_Records for this task_.
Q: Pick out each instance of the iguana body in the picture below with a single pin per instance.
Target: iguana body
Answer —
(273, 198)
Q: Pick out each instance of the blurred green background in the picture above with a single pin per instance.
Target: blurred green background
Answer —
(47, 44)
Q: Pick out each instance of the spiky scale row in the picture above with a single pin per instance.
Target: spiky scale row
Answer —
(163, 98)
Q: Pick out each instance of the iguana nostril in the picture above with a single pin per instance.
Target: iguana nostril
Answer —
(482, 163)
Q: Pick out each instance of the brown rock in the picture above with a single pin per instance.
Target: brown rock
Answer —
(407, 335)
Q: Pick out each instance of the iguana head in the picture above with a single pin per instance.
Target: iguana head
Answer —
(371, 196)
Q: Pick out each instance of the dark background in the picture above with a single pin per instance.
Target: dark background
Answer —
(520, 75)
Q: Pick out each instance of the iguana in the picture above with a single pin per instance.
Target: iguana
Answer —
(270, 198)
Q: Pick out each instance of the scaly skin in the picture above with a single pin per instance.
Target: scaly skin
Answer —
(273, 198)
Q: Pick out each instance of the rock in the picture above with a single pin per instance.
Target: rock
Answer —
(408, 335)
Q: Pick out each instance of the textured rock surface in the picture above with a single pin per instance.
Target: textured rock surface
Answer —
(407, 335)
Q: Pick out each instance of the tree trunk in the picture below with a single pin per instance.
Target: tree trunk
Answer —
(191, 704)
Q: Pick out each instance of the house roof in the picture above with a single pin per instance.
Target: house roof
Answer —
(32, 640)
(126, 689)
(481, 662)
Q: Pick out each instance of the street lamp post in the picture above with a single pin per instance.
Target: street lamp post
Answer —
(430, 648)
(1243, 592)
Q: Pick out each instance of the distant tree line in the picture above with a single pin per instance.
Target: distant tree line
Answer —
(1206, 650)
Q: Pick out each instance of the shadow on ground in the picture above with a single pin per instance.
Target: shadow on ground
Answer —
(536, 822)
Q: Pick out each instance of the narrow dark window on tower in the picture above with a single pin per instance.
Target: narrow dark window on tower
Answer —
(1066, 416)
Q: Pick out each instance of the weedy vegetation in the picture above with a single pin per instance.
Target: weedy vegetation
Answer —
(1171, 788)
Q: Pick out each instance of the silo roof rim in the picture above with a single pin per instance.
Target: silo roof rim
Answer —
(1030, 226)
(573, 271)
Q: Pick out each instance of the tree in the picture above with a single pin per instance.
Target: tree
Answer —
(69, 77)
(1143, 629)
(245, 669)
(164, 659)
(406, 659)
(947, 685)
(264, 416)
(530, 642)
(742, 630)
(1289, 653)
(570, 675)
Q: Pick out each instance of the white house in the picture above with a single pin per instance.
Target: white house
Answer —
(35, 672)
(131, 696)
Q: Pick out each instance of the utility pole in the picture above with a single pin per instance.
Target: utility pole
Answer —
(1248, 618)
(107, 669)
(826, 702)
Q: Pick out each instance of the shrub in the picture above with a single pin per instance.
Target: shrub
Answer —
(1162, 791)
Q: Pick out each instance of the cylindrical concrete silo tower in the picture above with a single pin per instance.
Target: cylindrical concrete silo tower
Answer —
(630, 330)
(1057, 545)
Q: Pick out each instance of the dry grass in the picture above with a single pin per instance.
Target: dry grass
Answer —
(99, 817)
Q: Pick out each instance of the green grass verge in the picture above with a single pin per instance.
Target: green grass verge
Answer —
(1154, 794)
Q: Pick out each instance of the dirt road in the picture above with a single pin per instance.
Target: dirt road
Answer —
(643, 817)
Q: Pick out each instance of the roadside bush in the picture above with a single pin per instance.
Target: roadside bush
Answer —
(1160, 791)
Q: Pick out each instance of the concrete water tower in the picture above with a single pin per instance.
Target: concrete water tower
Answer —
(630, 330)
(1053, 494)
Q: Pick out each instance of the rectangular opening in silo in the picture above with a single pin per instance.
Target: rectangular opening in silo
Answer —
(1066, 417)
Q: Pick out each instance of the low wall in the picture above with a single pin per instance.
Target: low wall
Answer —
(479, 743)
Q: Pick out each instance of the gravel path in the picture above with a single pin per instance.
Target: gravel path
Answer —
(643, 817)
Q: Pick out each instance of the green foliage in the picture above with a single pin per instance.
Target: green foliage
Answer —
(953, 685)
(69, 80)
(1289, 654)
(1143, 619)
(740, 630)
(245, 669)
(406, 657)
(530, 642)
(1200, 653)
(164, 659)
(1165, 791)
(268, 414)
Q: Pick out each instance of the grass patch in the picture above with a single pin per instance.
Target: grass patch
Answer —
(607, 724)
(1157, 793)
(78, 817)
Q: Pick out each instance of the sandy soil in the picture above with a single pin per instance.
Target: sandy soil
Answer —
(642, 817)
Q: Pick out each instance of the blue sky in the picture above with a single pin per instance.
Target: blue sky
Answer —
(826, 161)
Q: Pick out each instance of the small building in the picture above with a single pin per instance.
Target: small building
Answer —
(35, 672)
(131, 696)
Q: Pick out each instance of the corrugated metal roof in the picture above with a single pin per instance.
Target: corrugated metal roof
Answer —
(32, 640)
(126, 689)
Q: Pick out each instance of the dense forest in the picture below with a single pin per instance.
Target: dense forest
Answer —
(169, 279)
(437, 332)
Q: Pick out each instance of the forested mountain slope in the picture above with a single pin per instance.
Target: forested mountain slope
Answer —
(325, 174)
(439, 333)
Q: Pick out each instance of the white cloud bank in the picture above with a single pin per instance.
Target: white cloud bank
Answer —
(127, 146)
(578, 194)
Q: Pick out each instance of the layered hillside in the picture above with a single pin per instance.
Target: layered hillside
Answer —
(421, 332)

_Exercise_. Provide the number of lines in the records above containing the string "textured", and write nothing more.

_Solution_. 2